TO DO. Below are records to reproduce in full; copy them exactly but keep the pictures out.

[Dataset entries]
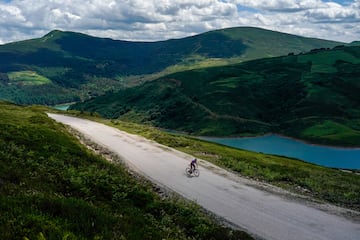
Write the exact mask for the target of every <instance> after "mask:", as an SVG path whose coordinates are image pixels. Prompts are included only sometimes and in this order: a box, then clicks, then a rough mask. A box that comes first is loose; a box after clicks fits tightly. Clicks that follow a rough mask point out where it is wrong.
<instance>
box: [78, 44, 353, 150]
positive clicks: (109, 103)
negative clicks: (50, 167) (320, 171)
mask: <svg viewBox="0 0 360 240" xmlns="http://www.w3.org/2000/svg"><path fill="white" fill-rule="evenodd" d="M359 69H360V47H357V46H354V47H345V46H343V47H336V48H334V49H318V50H313V51H311V52H309V53H307V54H298V55H288V56H283V57H276V58H265V59H258V60H253V61H248V62H243V63H239V64H234V65H228V66H223V67H212V68H204V69H194V70H189V71H184V72H178V73H174V74H170V75H168V76H165V77H160V78H159V79H157V80H154V81H151V82H147V83H144V84H143V85H140V86H137V87H134V88H130V89H124V90H119V91H117V92H114V93H110V92H109V93H107V94H105V95H103V96H100V97H98V98H95V99H92V100H88V101H85V102H84V103H78V104H76V105H74V106H73V109H77V110H81V111H89V112H97V113H99V114H101V115H102V116H103V117H106V118H112V119H116V118H119V119H122V120H128V121H136V122H141V123H149V124H151V125H155V126H157V127H160V128H167V129H174V130H178V131H185V132H188V133H190V134H195V135H212V136H239V135H258V134H266V133H270V132H275V133H280V134H284V135H287V136H292V137H296V138H299V139H304V140H308V141H313V142H315V143H322V144H330V145H343V146H360V120H359V119H360V111H359V110H358V107H357V106H359V105H360V98H359V94H358V93H359V92H360V85H359V80H360V72H359Z"/></svg>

TASK RESPONSE.
Write the exact mask for the target of every <instance> after "mask:", as an SVG path whose coordinates are image pixels. Prompts are included only sometimes and in this order: a box, then clicks, then a rough mask. A box that comes first is loose; a box after clicks fits tightly. Clicks that follow a rough mask point out where it is wrong.
<instance>
box: [78, 44, 353, 150]
positive clicks: (109, 103)
negative clicks: (50, 167) (320, 171)
mask: <svg viewBox="0 0 360 240" xmlns="http://www.w3.org/2000/svg"><path fill="white" fill-rule="evenodd" d="M359 69H360V47H357V46H354V47H345V46H343V47H336V48H334V49H318V50H313V51H311V52H309V53H307V54H298V55H288V56H283V57H276V58H265V59H258V60H253V61H248V62H243V63H239V64H234V65H228V66H223V67H212V68H204V69H194V70H189V71H184V72H178V73H174V74H170V75H168V76H165V77H160V78H159V79H157V80H154V81H151V82H147V83H144V84H143V85H140V86H137V87H134V88H130V89H124V90H119V91H117V92H114V93H110V92H109V93H107V94H105V95H103V96H100V97H98V98H95V99H92V100H88V101H85V102H84V103H78V104H76V105H74V106H73V109H77V110H81V111H89V112H97V113H99V114H101V115H102V116H103V117H106V118H112V119H116V118H119V119H122V120H128V121H136V122H141V123H149V124H151V125H155V126H157V127H160V128H167V129H174V130H178V131H185V132H188V133H190V134H195V135H212V136H239V135H258V134H266V133H270V132H275V133H280V134H284V135H287V136H292V137H296V138H299V139H304V140H308V141H313V142H315V143H322V144H330V145H343V146H360V120H359V119H360V111H359V110H358V107H357V106H359V105H360V98H359V94H358V93H359V92H360V85H359V80H360V72H359Z"/></svg>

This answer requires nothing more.